* Supplied data:
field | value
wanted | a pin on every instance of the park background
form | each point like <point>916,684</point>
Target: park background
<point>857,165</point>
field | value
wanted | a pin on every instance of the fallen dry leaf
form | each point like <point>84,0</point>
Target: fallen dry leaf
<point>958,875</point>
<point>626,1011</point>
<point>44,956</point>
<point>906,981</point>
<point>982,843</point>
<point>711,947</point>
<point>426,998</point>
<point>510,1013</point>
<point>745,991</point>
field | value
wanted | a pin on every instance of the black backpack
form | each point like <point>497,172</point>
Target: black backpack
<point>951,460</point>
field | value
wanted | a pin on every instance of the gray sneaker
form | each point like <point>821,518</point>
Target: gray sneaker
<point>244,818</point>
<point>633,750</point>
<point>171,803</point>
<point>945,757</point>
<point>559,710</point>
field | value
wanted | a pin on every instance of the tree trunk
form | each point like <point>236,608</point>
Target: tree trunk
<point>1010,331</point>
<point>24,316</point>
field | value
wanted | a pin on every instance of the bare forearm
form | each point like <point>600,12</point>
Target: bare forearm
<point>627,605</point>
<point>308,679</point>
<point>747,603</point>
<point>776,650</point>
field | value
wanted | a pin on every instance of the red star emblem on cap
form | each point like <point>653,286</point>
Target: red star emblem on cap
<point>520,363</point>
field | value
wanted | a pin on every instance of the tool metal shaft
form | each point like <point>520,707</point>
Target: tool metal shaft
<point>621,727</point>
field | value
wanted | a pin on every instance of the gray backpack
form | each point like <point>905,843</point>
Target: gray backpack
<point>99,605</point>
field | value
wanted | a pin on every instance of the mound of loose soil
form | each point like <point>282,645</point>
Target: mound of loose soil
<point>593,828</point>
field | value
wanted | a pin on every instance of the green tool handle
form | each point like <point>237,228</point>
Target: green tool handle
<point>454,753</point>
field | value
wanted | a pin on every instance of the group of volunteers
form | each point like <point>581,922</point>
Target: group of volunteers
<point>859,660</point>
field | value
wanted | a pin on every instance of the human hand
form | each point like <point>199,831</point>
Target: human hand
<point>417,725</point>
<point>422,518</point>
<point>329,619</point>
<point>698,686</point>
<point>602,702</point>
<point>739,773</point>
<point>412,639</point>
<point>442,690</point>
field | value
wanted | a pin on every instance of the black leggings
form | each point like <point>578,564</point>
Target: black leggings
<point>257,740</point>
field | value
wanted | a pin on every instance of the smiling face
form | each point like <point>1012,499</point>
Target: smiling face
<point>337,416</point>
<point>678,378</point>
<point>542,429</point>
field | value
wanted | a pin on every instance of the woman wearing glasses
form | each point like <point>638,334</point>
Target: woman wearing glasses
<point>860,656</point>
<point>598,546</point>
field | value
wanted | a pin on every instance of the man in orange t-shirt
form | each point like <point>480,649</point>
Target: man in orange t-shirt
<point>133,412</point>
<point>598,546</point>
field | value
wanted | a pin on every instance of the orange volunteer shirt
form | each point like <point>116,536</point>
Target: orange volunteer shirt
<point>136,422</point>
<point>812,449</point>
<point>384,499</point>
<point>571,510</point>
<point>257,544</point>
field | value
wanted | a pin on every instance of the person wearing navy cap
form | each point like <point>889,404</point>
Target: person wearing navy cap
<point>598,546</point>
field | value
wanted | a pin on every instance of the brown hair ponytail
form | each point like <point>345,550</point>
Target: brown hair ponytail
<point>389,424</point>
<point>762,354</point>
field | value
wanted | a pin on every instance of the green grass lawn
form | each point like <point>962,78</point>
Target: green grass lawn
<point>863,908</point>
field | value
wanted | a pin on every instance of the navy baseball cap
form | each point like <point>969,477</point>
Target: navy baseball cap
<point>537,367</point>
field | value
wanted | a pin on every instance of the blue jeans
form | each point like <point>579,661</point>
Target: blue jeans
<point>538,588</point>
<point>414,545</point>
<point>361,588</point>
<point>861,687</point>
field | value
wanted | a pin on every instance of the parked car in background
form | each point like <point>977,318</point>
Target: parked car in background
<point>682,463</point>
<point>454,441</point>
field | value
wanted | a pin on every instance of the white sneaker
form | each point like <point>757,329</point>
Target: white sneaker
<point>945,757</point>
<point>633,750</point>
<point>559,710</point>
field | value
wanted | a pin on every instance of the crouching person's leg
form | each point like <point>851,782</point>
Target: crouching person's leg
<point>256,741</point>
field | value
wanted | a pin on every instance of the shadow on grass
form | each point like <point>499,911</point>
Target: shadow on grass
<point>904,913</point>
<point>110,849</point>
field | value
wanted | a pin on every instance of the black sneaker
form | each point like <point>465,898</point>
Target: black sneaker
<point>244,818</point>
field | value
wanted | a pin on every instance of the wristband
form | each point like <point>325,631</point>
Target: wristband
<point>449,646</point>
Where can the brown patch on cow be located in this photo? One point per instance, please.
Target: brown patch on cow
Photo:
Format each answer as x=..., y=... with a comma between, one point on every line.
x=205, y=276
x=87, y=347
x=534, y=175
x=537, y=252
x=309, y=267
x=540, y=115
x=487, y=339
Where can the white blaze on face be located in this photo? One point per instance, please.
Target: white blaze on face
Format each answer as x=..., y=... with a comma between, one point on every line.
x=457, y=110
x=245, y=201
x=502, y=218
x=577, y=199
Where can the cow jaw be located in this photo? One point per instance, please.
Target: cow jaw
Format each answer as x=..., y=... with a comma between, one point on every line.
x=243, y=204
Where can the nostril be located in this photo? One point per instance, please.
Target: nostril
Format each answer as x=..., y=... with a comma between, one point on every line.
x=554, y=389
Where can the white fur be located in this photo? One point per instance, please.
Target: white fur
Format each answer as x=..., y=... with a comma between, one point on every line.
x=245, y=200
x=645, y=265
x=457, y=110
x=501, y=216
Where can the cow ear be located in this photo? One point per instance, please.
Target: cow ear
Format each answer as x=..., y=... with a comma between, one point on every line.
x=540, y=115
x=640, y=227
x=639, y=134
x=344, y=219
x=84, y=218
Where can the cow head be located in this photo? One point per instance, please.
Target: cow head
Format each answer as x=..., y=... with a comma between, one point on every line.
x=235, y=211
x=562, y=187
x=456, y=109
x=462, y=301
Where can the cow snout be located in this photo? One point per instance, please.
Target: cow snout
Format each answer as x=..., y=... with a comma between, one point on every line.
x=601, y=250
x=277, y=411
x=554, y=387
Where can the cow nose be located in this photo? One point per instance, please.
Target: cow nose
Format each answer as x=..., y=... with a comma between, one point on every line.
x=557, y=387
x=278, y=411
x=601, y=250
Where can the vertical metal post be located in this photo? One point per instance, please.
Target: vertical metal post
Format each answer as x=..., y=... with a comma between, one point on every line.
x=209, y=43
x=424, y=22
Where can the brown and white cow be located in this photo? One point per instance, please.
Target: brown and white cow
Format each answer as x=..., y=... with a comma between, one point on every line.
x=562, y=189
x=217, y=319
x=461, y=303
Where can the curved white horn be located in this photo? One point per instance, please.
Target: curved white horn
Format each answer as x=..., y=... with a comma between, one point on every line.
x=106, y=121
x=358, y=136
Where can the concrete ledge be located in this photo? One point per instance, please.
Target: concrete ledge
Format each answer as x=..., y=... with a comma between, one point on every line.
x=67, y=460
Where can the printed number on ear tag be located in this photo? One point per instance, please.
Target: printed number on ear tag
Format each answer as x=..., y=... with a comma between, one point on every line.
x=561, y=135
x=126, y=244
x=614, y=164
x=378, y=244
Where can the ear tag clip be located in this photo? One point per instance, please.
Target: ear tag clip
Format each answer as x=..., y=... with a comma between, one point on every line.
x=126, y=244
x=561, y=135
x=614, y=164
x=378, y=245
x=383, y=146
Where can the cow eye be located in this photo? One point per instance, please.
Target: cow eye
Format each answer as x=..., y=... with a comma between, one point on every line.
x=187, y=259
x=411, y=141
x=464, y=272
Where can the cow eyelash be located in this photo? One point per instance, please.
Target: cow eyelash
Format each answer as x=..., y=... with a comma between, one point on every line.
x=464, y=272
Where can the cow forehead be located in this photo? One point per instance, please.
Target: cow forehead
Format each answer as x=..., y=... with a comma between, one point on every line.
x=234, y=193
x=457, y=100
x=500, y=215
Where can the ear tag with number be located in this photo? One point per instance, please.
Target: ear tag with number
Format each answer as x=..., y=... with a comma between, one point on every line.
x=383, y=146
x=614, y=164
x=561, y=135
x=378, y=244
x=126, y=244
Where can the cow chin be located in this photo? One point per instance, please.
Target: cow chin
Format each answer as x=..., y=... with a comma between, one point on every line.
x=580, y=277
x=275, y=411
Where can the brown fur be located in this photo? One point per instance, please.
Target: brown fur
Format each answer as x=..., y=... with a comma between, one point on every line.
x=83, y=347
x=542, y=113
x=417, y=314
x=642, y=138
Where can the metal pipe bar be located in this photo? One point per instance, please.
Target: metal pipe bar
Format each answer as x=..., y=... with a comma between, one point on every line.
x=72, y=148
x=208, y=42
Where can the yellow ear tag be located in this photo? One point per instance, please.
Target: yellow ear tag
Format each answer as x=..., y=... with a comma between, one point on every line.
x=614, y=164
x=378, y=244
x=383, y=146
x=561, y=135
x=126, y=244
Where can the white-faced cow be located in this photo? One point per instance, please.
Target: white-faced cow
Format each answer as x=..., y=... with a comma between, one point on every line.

* Problem requirements:
What you return should be exactly the lines above, starting at the one with "form | each point like <point>237,228</point>" and ending at the one with "form | each point like <point>199,831</point>", and nothing else.

* Expected answer:
form | each point like <point>237,228</point>
Target: green tool handle
<point>454,753</point>
field | value
wanted | a pin on every instance of the group of volunteers
form | each point like <point>581,922</point>
Target: group of volunteers
<point>859,660</point>
field | value
wanted | a pin on every instance of the human hand
form | each point like <point>199,831</point>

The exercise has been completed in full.